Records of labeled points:
=======

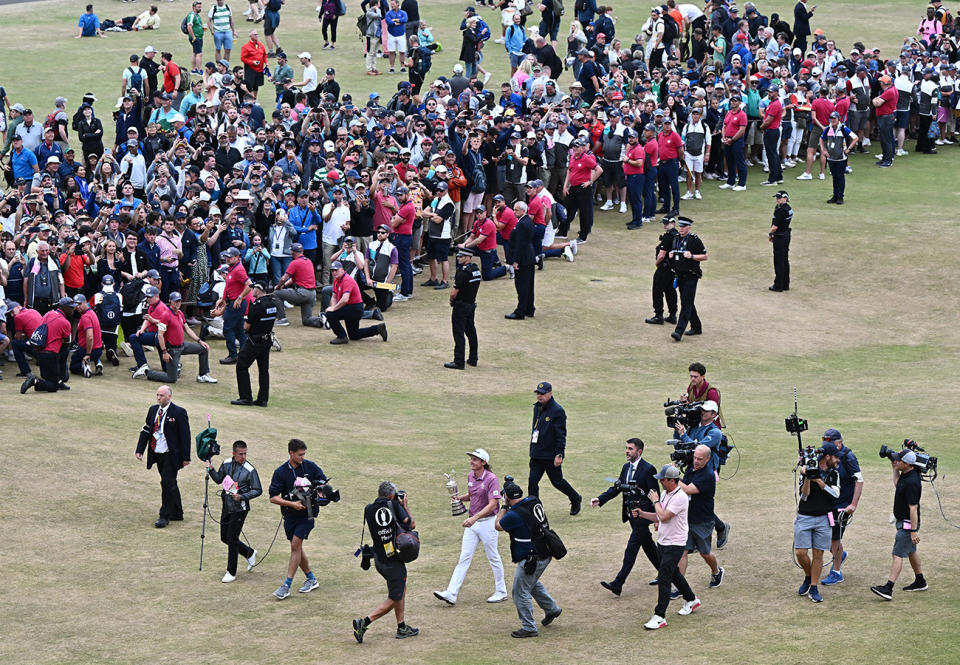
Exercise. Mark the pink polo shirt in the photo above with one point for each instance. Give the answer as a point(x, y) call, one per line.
point(675, 531)
point(482, 490)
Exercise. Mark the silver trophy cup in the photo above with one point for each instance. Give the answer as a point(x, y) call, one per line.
point(456, 505)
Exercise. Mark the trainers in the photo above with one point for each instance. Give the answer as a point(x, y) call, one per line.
point(446, 597)
point(885, 591)
point(406, 631)
point(689, 607)
point(835, 577)
point(919, 584)
point(655, 623)
point(359, 629)
point(716, 580)
point(309, 585)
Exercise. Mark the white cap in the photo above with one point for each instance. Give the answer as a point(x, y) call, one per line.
point(481, 454)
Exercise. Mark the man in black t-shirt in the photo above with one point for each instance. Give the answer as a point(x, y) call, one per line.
point(906, 512)
point(383, 518)
point(811, 529)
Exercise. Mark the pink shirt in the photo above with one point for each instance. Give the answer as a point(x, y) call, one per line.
point(675, 531)
point(482, 490)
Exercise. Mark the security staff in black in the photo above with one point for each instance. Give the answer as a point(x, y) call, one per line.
point(780, 238)
point(548, 442)
point(384, 517)
point(663, 288)
point(236, 504)
point(635, 481)
point(463, 300)
point(258, 326)
point(685, 257)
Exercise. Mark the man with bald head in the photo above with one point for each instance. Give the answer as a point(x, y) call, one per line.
point(165, 437)
point(700, 483)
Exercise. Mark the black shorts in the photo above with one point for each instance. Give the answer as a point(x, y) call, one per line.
point(395, 574)
point(612, 174)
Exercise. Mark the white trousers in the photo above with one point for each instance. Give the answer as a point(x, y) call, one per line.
point(481, 532)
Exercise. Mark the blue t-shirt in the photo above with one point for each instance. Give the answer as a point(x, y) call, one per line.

=======

__The exercise__: Revise the stretch from the start of the material through the line containing "point(456, 505)", changing "silver" to "bronze" and leaving everything else as it is. Omit the pictures from your answer.

__Written solution__:
Exercise. Mark the pink polo shirt in the photo above with one point for each instance. Give the answer as a point(x, y) call, one per line.
point(675, 531)
point(482, 490)
Exercise. Mark the bronze trophy cup in the photo above with one point for each instance. Give the answer as a point(x, y) call, one per line.
point(456, 505)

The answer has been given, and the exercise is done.